* **Источник**:
%%
Я прилег отдохнуть. Правда, на этот раз я лежал не на холодном каменном полу, как в прошлую ночь, а на кровати. Вдруг кто-то назвал мое имя. Это вернулся лейтенант НКВД, который теперь разыскивал меня. Я встал и пошел за ним. Вскоре мы пришли в административное здание, где находится кабинет коменданта лагеря. Я хорошо это знал. Лейтенант повел меня на второй этаж в дальний угол по коридору, погруженному в полную темноту. Я присел на табурет. Вскоре появился Жук. По его улыбке и некоторым фразам я понял, что фокус с Ниссеном ему очень понравился. Из соседней комнаты слышались звуки «Сказок Гофмана» Оффенбаха. Я мог даже различить голоса. Там явно танцевала балерина. После вчерашней ночи я кашлял. Я пребывал в таком настроении, что, даже если бы мой злейший враг сейчас начал поливать меня самой подлой ложью, я отнесся бы к этому спокойно и равнодушно, так как это никак не тронет меня. Им придется либо обращаться со мной, как с человеком, либо принимать в отношении меня самые жесткие меры! Пытки меня не сломят, а в момент, когда я пойму, что приходит мой последний час, русским придется в очередной раз удивиться!
%%
* **Предоставленные сведения**:
%%
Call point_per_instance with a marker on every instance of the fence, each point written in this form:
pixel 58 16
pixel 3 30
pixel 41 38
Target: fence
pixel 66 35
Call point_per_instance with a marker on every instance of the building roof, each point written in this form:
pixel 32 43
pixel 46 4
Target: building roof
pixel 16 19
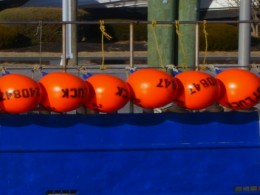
%%
* **Задание**: Перечислите все фамилии людей, которые упоминаются в источнике, в порядке их появления. Приведенные позиции к этому никакого отношения не имеют.

* **Результат выполнения**: Жук, Ниссен, Гофман, Оффенбах.